> [Listed entries]
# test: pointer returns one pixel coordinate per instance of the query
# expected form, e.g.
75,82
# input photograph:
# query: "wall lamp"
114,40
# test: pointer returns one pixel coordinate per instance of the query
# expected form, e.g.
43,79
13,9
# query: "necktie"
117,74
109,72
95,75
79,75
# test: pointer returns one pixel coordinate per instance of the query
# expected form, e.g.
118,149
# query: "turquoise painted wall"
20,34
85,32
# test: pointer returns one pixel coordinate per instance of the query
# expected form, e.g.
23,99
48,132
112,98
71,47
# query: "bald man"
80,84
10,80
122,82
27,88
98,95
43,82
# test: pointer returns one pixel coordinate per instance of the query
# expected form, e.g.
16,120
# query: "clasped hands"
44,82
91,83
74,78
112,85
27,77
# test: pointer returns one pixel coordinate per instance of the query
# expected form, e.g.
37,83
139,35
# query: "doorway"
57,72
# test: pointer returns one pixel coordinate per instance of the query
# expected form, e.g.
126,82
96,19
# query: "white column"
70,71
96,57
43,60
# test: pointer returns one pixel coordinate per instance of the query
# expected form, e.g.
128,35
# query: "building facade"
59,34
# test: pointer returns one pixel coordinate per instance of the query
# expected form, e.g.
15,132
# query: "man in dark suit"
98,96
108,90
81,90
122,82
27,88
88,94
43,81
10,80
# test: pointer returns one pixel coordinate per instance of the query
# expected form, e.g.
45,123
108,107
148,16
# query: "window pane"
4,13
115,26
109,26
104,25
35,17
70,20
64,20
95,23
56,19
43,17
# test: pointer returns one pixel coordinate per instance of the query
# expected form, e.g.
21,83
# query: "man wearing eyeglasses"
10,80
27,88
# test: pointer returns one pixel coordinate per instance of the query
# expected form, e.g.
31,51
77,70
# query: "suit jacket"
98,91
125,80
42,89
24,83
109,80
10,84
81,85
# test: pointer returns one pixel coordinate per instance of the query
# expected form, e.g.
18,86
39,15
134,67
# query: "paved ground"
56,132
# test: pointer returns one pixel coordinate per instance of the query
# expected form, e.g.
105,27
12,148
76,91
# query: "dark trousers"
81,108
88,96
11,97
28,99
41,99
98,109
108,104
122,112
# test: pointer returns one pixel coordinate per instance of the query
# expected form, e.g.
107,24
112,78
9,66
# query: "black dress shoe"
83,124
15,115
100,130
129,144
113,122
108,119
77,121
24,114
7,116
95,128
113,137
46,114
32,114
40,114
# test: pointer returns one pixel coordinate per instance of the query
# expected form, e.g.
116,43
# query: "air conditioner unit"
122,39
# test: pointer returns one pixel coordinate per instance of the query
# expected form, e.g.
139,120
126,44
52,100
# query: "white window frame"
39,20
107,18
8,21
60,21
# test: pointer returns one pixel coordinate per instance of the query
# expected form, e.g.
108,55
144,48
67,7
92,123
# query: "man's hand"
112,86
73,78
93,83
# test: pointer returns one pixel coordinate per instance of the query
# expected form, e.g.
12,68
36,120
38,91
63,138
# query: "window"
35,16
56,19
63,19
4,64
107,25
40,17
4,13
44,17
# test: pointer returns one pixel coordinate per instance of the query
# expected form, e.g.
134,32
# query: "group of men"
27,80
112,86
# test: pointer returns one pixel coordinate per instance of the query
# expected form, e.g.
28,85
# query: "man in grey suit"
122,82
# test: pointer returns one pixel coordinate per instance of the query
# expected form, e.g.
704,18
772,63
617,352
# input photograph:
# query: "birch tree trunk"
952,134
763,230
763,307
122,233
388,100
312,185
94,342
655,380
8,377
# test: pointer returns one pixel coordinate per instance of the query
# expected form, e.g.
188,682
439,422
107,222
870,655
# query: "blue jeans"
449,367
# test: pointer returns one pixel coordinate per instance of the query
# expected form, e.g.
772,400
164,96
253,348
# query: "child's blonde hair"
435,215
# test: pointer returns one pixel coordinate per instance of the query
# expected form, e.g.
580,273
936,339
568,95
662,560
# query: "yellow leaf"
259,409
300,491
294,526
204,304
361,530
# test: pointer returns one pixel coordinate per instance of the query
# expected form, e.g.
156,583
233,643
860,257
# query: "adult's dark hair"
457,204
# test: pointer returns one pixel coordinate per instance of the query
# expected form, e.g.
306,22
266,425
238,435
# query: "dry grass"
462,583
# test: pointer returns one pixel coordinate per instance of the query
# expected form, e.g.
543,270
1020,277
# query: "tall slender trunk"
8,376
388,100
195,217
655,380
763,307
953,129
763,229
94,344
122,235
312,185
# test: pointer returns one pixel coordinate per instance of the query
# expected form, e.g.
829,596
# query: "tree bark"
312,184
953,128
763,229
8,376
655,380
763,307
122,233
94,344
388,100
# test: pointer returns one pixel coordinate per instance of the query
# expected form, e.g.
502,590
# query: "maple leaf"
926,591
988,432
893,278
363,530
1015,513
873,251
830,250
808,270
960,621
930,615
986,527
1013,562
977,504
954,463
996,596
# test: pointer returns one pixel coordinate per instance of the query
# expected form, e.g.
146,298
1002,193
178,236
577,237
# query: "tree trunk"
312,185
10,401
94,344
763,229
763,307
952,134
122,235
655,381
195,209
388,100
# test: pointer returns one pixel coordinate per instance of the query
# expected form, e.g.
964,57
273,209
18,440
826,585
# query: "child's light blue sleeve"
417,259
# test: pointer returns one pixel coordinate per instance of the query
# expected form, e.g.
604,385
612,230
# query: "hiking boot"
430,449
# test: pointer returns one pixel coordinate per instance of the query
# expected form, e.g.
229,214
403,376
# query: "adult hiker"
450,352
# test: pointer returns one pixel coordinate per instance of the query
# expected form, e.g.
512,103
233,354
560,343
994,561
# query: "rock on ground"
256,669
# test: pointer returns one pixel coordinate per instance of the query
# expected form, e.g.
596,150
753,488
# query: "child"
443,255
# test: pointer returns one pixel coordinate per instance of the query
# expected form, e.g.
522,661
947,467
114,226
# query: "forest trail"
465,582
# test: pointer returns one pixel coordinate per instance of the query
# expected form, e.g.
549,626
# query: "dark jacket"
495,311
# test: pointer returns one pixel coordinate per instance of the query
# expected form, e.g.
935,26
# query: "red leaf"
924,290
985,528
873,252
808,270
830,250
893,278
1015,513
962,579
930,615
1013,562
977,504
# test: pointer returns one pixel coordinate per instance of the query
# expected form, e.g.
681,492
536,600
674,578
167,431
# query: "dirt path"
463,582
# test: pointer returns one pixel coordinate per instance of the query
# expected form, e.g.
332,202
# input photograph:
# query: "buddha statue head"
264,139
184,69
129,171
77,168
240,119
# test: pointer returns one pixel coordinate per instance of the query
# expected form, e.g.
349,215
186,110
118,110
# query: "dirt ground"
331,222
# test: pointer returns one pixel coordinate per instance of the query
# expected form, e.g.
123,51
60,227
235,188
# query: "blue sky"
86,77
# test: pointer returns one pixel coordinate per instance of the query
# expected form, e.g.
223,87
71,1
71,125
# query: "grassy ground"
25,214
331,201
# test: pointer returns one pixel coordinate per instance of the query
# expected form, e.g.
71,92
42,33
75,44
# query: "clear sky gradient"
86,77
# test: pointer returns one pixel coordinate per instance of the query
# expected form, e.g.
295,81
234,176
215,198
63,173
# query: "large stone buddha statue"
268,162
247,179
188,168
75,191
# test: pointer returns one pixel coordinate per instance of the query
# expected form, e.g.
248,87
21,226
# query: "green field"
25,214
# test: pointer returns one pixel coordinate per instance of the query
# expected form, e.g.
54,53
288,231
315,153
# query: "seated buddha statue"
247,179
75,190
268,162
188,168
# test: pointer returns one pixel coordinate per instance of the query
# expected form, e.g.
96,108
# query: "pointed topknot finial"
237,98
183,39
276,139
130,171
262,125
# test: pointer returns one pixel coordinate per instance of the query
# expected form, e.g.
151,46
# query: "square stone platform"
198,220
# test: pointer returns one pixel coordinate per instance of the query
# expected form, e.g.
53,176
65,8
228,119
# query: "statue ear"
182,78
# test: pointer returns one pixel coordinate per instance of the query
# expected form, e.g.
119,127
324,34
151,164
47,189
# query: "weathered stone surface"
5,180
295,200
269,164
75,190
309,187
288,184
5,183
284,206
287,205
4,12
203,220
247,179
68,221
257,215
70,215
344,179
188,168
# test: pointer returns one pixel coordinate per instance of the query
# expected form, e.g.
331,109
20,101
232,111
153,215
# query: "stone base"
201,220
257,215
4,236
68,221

> [To be done] How many lines of the listing contain the string "suit"? Reply with the number alone.

> [Full solution] 3